#### Task to carry out
Transcribe every one of the items below, reproducing each line character for character.

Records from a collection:
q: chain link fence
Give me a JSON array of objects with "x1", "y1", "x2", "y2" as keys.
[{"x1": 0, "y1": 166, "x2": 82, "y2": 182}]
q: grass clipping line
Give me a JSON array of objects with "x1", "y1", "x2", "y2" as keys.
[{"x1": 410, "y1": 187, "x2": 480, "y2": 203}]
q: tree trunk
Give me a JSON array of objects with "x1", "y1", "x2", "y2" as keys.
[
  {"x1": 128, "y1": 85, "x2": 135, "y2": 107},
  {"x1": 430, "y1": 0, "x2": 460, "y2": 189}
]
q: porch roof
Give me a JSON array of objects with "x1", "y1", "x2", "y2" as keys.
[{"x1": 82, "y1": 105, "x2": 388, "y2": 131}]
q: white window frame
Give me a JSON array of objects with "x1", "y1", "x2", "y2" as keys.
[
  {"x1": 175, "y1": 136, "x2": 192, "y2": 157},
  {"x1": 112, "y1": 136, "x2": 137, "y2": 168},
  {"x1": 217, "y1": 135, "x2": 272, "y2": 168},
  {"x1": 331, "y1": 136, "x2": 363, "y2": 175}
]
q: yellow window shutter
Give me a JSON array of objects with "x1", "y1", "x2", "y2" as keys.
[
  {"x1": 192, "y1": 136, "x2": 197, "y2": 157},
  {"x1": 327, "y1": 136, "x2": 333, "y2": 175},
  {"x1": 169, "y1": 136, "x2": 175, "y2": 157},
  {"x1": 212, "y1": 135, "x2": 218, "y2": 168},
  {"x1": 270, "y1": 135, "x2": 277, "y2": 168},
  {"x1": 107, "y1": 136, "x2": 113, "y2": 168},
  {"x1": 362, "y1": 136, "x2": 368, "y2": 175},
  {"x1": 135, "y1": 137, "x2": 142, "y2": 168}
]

#### Exercise solution
q: chain link fence
Give me a JSON array of objects with "x1", "y1", "x2", "y2" as keys.
[{"x1": 0, "y1": 166, "x2": 82, "y2": 182}]
q: grass clipping line
Give me a JSON array of objects with "x1", "y1", "x2", "y2" as keys.
[{"x1": 410, "y1": 187, "x2": 480, "y2": 203}]
q: tree trunk
Give me a JSON array of objects with "x1", "y1", "x2", "y2" as keys.
[
  {"x1": 128, "y1": 85, "x2": 135, "y2": 107},
  {"x1": 430, "y1": 0, "x2": 460, "y2": 189}
]
q: porch roof
Give me a JSON array of objects with "x1", "y1", "x2", "y2" as keys.
[{"x1": 82, "y1": 105, "x2": 388, "y2": 131}]
q: white window frame
Give me a JSON array of objects with "x1", "y1", "x2", "y2" as keys.
[
  {"x1": 175, "y1": 136, "x2": 192, "y2": 157},
  {"x1": 112, "y1": 136, "x2": 137, "y2": 168},
  {"x1": 217, "y1": 135, "x2": 272, "y2": 168},
  {"x1": 331, "y1": 136, "x2": 363, "y2": 175}
]
q: yellow window shutter
Give me a JSON array of objects with "x1", "y1", "x2", "y2" as keys.
[
  {"x1": 192, "y1": 136, "x2": 197, "y2": 157},
  {"x1": 327, "y1": 136, "x2": 333, "y2": 175},
  {"x1": 169, "y1": 136, "x2": 175, "y2": 157},
  {"x1": 212, "y1": 135, "x2": 218, "y2": 168},
  {"x1": 270, "y1": 135, "x2": 277, "y2": 168},
  {"x1": 107, "y1": 136, "x2": 113, "y2": 168},
  {"x1": 362, "y1": 136, "x2": 368, "y2": 175},
  {"x1": 135, "y1": 137, "x2": 142, "y2": 168}
]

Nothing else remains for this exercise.